# Wieder mal Daiwa Emblem XT5500



## Angelfiete2001 (3. September 2004)

Moin Moin,

Die Saison rückt naher, nun habe ich mich endlich durchgerungen 2 neue Rollen zuzulegen, es sollen eigentlich 2 Emblem sein.
Habe nur gutes darüber gelesen(Preis/Leistung) und konnte sie auch schon bei MichaelB begutachten.

Weiß einer wo ich diese Rollen noch bekomme, zum guten Kurs, oder bin ich zu spät dran. 

Gruss

Flo #h


----------



## Marcel1409 (4. September 2004)

*AW: Wieder mal Daiwa Emblem XT5500*

Guck mal hier  #h :
http://www.anglerboard.doks-pages.com/board/showthread.php?t=34411

vielleicht ja interessant für dich...

Gruß Marcel  #6


----------



## Ayla (4. September 2004)

*AW: Wieder mal Daiwa Emblem XT5500*

Sind super Rollen dieEmblem 5500 oder 6000 , aber nicht kleiner nehmen .

== == ==

Zu bearbeitende Aufgabe.
Gib aus dem Forenthread über die Daiwa Emblem XT5500 den Abschnitt von „# Wieder mal“ bis einschließlich „zu spät dran.“ wörtlich wieder.

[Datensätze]
== == ==

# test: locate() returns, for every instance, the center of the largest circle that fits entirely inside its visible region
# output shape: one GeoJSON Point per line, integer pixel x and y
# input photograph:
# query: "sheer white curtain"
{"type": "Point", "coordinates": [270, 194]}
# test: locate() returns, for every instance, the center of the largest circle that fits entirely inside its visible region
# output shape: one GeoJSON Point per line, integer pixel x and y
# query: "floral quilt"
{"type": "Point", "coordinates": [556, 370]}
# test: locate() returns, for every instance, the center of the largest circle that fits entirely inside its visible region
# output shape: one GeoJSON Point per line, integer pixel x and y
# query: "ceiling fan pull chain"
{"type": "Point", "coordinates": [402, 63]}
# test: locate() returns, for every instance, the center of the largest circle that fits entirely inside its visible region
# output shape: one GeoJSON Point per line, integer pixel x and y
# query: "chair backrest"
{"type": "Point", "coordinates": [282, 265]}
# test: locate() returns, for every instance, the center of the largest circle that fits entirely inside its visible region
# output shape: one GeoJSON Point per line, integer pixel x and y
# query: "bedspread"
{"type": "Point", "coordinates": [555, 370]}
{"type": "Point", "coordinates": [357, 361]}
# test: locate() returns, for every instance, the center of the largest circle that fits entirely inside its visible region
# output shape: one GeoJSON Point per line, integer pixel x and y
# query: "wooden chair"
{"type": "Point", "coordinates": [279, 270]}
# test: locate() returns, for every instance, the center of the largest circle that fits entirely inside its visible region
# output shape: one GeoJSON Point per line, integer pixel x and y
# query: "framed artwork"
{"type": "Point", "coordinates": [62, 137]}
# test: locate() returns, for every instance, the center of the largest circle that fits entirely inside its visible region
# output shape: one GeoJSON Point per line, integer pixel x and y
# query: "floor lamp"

== == ==

Schriftliche Antwort.
# Wieder mal Daiwa Emblem XT5500



## Angelfiete2001 (3. September 2004)

Moin Moin,

Die Saison rückt naher, nun habe ich mich endlich durchgerungen 2 neue Rollen zuzulegen, es sollen eigentlich 2 Emblem sein.
Habe nur gutes darüber gelesen(Preis/Leistung) und konnte sie auch schon bei MichaelB begutachten.

Weiß einer wo ich diese Rollen noch bekomme, zum guten Kurs, oder bin ich zu spät dran.